→ Selected text
______________________________

Thursday, August 20, 2009

Comparison with The Book

The filmmakers behind Twilight worked to create a film that was as faithful to the book as they thought possible when converting the story to another medium, with producer Greg Mooradian saying, "It's very important to distinguish that we're making a separate piece of art that obviously is going to remain very, very faithful to the book.... But at the same time, we have a separate responsibility to make the best movie you can make." In order to ensure a faithful adaptation, author Stephenie Meyer was kept very involved in the production process, having been invited to visit the set during filming and even asked to give notes on the script and on a rough cut of the film. Of this process, Meyer said, "It was a really pleasant exchange [between me and the filmmakers] from the beginning, which I think is not very typical. They were really interested in my ideas,"and, "...they kept me in the loop and with the script, they let me see it and said, 'What are your thoughts?'... They let me have input on it and I think they took 90 percent of what I said and just incorporated it right in to the script." Meyer fought for one line in particular, one of the most well-known from the book about "the lion and the lamb", to be kept verbatim in the movie: "I actually think the way Melissa [Rosenberg] wrote it sounded better for the movie...but the problem is that line is actually tattooed on peoples' bodies... But I said, 'You know, if you take that one and change it, that's a potential backlash situation.'" Meyer was even invited to create a written list of things that could not be changed for the film, such as giving the vampires fangs or killing characters who don't die in the book, that the studio agreed to follow. The consensus among critics is that the filmmakers succeeded in making a film that is very faithful to its source material, with one reviewer stating that, with a few exceptions, "Twilight the movie is unerringly faithful to the source without being hamstrung by it."

______________________________

→ Record excerpts
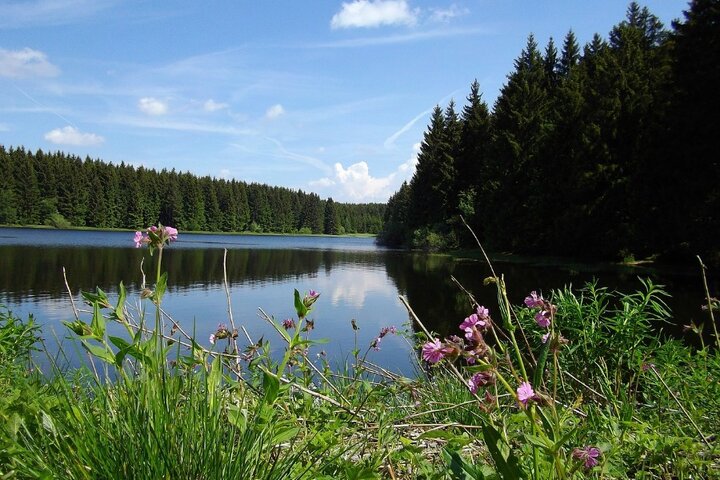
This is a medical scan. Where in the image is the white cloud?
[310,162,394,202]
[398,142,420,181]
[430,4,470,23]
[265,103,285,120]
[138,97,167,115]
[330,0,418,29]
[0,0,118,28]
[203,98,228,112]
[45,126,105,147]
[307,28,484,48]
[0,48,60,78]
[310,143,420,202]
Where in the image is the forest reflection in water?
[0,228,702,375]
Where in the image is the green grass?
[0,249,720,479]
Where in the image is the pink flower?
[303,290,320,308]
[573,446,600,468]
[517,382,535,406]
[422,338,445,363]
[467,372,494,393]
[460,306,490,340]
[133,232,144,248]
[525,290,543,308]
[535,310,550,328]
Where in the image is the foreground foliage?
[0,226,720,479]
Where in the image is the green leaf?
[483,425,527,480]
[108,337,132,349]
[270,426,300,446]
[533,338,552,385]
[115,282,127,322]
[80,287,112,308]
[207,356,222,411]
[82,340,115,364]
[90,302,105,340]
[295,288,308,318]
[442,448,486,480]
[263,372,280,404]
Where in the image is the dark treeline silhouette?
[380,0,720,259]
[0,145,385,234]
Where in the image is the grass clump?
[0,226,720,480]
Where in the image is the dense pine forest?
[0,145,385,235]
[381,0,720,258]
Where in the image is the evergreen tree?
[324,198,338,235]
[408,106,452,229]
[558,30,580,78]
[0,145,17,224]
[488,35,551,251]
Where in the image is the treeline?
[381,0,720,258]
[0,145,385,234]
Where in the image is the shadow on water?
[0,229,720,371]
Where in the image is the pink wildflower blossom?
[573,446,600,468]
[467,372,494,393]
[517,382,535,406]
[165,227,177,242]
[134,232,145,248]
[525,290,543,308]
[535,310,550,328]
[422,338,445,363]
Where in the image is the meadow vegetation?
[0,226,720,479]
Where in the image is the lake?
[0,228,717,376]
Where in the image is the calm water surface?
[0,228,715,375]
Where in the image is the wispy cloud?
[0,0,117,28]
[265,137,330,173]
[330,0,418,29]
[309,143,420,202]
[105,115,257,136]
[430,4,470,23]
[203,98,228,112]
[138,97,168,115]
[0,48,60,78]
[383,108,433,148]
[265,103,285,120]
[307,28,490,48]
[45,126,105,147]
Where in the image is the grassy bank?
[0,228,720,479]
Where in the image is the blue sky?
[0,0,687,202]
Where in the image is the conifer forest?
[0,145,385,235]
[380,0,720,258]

______________________________

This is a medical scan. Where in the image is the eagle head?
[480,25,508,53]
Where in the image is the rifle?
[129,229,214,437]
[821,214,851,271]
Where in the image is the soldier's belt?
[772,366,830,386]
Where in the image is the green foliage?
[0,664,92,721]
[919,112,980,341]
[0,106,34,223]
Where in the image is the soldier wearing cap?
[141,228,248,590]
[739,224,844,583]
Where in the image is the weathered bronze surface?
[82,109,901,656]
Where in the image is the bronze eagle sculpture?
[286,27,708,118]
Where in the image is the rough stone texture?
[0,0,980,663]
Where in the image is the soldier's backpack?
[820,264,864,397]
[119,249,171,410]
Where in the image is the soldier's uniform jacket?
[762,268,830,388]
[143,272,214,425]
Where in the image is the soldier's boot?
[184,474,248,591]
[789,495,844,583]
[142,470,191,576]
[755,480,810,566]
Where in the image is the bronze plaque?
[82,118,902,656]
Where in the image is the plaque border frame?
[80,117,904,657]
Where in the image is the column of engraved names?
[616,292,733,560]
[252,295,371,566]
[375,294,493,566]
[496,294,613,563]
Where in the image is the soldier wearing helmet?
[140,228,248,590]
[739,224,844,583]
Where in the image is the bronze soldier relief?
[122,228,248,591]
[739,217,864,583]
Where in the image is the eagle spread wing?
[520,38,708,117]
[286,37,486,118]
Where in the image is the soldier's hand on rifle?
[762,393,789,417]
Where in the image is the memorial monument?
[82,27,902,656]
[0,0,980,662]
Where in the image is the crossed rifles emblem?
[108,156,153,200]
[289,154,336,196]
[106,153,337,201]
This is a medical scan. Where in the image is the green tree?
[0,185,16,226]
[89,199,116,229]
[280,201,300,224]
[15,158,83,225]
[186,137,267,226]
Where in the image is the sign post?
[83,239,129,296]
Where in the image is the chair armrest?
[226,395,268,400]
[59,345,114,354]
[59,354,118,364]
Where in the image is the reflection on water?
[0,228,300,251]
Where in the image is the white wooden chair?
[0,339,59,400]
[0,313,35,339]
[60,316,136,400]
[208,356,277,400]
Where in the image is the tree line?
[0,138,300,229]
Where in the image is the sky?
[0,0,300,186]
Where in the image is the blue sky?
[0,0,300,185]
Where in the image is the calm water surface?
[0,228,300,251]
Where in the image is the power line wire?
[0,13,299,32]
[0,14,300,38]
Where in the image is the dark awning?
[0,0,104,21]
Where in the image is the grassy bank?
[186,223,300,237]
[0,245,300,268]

______________________________

→ Your instructions
According to the text on the Twilight film, which line did Stephenie Meyer fight to keep word for word in the movie? The material comes from a different source than the text on the Twilight film.

→ Result below
The line about "the lion and the lamb."